Data in this exercise
━━━━━━━━━━━━━━━━

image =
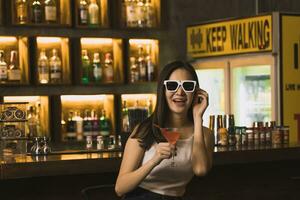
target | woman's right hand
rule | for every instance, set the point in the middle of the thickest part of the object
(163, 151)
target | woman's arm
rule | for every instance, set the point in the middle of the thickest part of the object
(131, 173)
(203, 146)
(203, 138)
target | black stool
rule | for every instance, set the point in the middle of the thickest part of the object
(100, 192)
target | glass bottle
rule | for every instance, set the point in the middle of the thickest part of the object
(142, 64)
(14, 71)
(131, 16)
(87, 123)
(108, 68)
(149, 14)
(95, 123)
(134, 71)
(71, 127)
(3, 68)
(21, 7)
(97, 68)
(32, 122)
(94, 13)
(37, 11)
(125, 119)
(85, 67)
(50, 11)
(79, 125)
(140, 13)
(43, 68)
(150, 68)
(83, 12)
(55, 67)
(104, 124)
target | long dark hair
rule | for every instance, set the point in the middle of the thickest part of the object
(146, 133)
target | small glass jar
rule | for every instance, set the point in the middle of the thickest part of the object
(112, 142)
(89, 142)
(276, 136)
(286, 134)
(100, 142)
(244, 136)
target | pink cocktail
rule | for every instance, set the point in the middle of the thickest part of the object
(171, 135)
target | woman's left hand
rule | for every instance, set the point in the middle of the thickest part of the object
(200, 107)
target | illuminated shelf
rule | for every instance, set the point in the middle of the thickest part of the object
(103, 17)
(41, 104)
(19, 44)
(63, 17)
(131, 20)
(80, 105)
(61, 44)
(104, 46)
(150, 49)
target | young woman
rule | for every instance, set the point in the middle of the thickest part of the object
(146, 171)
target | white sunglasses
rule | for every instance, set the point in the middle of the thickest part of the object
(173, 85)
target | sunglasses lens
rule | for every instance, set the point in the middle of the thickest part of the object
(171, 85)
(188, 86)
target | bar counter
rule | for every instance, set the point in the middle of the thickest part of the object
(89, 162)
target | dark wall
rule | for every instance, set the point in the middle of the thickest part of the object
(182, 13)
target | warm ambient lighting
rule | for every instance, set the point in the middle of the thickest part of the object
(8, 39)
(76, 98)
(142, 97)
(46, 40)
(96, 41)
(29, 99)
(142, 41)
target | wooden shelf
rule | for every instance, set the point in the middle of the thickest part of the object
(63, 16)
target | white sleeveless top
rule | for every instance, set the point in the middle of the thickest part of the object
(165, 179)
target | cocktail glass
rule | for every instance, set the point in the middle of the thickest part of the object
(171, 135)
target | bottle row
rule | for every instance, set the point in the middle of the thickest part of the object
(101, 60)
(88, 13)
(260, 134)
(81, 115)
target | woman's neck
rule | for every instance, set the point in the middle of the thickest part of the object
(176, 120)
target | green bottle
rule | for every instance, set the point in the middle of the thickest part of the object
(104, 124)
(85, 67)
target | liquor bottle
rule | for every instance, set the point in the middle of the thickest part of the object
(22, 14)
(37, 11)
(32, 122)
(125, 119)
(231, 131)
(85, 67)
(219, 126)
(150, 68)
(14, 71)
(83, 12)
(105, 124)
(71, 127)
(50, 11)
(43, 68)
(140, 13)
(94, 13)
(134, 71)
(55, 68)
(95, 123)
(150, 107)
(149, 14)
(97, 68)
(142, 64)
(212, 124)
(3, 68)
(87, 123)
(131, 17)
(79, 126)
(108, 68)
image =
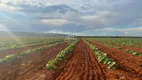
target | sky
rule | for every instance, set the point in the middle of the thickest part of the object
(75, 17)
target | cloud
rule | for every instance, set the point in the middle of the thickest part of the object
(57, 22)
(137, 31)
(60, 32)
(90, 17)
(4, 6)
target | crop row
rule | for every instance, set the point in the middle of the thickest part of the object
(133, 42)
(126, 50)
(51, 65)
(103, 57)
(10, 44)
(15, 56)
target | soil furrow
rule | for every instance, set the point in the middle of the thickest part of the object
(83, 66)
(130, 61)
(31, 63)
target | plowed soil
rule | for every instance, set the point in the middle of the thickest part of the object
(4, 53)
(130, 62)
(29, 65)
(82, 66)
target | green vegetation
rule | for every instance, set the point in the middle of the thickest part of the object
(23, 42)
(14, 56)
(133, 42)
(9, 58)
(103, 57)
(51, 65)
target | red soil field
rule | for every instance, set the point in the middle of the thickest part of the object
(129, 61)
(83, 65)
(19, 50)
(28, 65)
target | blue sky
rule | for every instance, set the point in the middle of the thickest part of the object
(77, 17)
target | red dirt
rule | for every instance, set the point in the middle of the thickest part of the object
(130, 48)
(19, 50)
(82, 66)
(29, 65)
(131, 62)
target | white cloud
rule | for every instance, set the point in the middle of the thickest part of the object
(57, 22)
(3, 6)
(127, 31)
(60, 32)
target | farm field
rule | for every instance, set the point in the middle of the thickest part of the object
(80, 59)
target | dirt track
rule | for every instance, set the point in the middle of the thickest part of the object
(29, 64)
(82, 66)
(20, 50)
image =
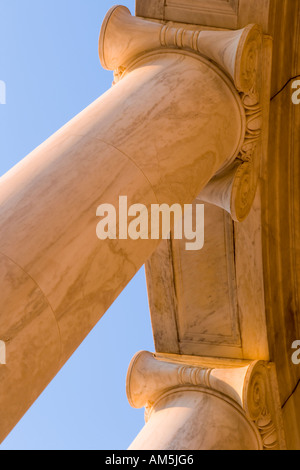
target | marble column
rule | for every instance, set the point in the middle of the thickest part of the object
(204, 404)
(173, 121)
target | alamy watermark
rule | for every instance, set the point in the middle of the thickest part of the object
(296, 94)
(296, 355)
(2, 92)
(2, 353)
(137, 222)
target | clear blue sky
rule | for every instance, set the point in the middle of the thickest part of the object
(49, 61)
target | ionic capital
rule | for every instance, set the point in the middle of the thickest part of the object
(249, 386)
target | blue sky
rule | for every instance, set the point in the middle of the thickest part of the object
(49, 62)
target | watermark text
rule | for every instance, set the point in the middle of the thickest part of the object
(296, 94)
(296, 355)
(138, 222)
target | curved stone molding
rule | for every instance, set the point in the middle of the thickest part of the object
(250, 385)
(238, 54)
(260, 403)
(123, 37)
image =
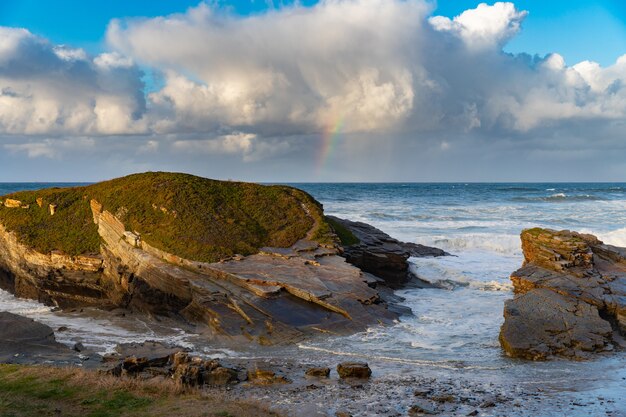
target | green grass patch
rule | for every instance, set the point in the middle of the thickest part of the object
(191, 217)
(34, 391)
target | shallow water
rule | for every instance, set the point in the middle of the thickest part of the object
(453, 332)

━━━━━━━━━━━━━━━━

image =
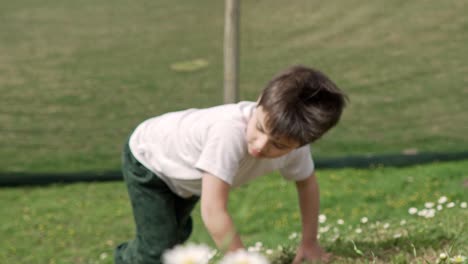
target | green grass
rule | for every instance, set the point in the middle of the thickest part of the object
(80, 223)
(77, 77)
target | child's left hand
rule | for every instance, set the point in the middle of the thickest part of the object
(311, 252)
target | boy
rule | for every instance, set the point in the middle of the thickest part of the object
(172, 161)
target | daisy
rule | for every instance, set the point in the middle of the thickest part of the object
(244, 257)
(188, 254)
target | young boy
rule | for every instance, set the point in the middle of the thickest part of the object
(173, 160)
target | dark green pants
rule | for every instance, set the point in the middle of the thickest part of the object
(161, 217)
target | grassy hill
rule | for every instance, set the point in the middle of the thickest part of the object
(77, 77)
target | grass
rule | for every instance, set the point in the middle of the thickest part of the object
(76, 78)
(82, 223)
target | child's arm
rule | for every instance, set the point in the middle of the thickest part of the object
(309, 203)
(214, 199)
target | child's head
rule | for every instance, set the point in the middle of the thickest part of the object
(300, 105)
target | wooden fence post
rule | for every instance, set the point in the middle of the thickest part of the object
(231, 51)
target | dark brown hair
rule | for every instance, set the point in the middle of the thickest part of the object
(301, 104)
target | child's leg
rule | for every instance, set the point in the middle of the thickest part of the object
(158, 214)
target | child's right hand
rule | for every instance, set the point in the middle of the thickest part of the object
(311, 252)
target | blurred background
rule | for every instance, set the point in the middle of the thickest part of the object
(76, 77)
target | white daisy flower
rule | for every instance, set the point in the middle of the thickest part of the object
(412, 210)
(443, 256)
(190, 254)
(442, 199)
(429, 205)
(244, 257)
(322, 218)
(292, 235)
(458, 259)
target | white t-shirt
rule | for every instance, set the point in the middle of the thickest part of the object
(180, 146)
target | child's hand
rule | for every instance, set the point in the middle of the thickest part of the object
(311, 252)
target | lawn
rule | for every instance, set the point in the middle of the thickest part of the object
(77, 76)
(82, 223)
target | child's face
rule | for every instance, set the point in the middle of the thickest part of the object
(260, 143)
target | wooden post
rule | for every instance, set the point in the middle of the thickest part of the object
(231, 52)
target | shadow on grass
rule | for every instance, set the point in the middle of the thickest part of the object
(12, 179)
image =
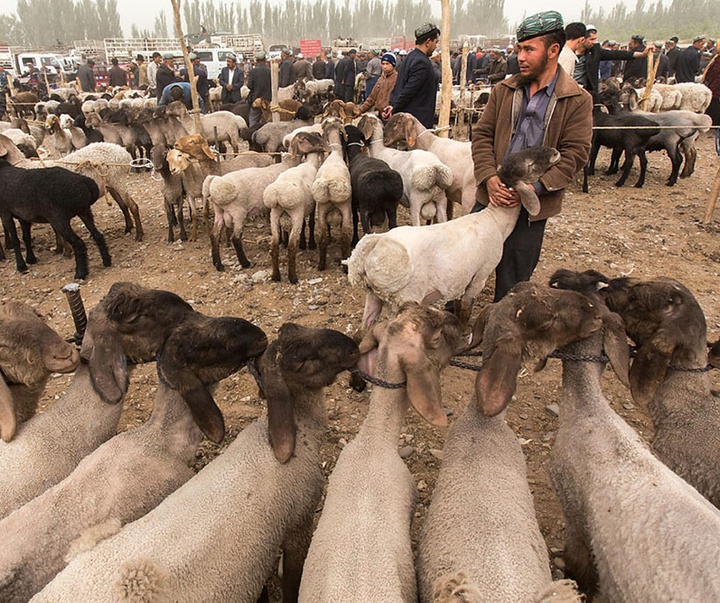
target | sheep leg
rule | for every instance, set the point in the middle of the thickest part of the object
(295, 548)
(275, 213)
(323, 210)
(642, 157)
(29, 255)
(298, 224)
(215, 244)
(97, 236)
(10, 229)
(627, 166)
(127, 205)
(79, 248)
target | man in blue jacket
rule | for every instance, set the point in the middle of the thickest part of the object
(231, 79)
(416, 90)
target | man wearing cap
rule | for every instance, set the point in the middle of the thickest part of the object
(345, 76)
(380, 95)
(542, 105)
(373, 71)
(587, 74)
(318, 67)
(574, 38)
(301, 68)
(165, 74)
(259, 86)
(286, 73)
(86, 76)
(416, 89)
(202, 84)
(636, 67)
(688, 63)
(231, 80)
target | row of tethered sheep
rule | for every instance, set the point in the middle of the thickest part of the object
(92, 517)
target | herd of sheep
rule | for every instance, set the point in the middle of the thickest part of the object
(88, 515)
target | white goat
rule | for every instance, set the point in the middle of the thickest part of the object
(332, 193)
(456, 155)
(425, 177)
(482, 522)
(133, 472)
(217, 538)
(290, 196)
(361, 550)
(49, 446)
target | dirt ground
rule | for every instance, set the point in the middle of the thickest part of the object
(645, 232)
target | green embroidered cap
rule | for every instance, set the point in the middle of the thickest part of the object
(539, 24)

━━━━━━━━━━━━━━━━

Find every row above that contains the word "right" and copy each of those rows in full. Matching is case-sensitive.

target | woman's right hand
target | child's right hand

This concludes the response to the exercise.